Undergraduate degrees hosted include Bachelor of General Studies and Bachelor of Science in nursing (through a partnership with the Texas Tech University Health Sciences Center's School of Nursing). Graduate degrees hosted include education-related programs (Master of Education in Educational Leadership (providing training in mid-level management and school principal certification), postbaccalaureate teacher certification, Master of Education in Language Literacy Education, Master of Education in Instructional Technology, and Master of Education in Special Education) and a Master of Science degree.

Additionally, a Master of Art Education is available at the Texas Tech University Center at Junction.

==Academic partners==
In addition to its obvious partnership with Texas Tech University, Texas Tech University Center at Junction also has partner academic programs with Austin Community College, Central Texas College, and Howard College.

TO-DO LIST:
1: Sum up the passage on Texas Tech University Center at Junction in two sentences.
2: Print the part of the passage on Texas Tech University Center at Junction starting at "Undergraduate degrees hosted" and ending at "Center at Junction.", word for word.
The lines that follow are separate material from the passage above.

MATERIAL:

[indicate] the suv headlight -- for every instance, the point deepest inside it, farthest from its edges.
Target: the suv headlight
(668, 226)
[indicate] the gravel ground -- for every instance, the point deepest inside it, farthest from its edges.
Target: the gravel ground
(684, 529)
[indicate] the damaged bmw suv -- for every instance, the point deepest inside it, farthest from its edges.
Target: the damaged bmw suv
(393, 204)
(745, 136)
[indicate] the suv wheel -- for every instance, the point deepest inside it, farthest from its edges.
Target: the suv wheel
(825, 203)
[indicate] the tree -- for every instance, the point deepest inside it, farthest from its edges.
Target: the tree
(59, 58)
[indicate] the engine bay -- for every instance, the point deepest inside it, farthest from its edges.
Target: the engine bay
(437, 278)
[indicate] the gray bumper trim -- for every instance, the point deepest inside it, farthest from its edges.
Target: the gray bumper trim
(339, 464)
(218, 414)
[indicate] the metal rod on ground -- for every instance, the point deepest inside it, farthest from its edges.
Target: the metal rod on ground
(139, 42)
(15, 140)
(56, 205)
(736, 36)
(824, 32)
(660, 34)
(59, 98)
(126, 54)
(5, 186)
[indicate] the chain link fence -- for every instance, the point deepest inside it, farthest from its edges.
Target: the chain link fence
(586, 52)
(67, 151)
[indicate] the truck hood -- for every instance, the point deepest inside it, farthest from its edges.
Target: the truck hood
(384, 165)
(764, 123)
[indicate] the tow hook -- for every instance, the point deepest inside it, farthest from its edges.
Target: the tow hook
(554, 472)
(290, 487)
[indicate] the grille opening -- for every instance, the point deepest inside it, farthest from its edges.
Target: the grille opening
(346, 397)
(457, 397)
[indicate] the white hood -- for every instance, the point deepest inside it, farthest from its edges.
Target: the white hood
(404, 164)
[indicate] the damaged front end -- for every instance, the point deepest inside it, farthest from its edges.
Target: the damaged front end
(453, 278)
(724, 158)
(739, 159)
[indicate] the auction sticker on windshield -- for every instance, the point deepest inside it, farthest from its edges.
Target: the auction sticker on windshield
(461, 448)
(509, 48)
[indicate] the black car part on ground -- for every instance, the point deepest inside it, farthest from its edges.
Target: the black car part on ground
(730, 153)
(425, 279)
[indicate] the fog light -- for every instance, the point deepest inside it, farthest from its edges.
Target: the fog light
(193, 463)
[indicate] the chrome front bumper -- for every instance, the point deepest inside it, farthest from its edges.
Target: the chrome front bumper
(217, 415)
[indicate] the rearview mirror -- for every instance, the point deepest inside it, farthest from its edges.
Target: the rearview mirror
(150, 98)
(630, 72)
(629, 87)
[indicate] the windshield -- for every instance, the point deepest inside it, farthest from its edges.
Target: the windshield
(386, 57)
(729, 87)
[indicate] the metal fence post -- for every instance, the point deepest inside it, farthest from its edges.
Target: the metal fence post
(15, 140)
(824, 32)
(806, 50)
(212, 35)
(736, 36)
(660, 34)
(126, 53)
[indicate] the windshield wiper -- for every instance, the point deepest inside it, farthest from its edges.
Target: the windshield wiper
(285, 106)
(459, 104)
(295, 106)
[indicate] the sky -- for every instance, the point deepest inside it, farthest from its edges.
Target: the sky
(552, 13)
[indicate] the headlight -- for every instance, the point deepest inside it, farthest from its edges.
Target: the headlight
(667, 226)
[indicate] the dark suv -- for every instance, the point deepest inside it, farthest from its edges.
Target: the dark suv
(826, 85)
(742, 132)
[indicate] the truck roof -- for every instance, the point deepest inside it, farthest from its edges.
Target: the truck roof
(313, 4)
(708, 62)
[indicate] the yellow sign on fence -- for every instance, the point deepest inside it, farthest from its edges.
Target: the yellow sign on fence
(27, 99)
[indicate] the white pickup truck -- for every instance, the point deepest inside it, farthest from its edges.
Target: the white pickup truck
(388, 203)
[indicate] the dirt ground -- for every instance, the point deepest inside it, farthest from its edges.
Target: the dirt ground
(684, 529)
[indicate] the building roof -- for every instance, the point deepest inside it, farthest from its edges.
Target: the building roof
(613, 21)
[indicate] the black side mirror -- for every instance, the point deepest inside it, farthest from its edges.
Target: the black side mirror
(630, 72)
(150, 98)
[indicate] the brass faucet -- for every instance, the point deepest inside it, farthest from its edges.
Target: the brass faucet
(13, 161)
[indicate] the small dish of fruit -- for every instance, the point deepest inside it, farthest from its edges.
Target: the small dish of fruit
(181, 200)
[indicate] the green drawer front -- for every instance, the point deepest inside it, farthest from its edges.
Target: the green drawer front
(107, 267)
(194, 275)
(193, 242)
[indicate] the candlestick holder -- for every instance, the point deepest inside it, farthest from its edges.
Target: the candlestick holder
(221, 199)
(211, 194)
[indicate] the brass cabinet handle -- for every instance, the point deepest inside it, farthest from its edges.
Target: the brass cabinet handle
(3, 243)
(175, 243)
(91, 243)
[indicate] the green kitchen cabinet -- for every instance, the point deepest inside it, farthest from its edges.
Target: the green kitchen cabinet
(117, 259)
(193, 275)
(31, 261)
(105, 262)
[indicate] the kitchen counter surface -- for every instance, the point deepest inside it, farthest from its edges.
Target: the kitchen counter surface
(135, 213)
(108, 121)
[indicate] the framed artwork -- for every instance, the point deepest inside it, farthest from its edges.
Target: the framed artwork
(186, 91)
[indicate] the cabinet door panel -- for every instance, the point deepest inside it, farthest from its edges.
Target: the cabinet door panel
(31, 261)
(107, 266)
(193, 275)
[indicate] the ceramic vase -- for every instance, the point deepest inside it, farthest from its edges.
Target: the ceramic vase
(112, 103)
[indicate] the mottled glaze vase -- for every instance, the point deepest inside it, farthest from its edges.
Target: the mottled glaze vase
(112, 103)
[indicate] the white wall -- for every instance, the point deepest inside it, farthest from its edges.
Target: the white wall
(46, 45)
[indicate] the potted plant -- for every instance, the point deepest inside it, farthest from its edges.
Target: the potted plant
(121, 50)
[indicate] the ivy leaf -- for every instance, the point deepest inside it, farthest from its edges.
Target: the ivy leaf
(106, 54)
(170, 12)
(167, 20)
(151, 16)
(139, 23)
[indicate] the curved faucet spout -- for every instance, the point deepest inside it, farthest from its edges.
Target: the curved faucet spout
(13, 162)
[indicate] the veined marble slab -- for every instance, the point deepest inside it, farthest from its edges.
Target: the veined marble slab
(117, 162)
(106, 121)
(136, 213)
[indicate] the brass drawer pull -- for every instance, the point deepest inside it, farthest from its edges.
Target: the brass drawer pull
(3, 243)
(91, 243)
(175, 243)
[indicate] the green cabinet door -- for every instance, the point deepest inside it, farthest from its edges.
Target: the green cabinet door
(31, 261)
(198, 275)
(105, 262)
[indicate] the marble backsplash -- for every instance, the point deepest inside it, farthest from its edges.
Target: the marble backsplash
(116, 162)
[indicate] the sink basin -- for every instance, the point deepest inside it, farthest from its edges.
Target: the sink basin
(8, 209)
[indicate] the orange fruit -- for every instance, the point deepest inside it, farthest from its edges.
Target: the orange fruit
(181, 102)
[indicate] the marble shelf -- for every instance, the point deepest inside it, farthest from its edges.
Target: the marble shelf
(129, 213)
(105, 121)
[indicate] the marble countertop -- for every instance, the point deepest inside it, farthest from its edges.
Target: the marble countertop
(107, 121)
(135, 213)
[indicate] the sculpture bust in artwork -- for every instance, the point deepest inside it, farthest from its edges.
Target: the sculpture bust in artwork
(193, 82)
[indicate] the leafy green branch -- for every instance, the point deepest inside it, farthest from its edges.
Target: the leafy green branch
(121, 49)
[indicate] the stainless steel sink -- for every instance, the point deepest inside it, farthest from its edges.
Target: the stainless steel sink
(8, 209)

FINAL RESULTS:
1: The hosted degrees include a Bachelor of General Studies, a Bachelor of Science in nursing offered through a partnership with the Texas Tech University Health Sciences Center's School of Nursing, several education-related graduate programs, and a Master of Science, and a Master of Art Education is also available at Texas Tech University Center at Junction. Besides its partnership with Texas Tech University, the center has partner academic programs with Austin Community College, Central Texas College, and Howard College.

2:
Undergraduate degrees hosted include Bachelor of General Studies and Bachelor of Science in nursing (through a partnership with the Texas Tech University Health Sciences Center's School of Nursing). Graduate degrees hosted include education-related programs (Master of Education in Educational Leadership (providing training in mid-level management and school principal certification), postbaccalaureate teacher certification, Master of Education in Language Literacy Education, Master of Education in Instructional Technology, and Master of Education in Special Education) and a Master of Science degree.

Additionally, a Master of Art Education is available at the Texas Tech University Center at Junction.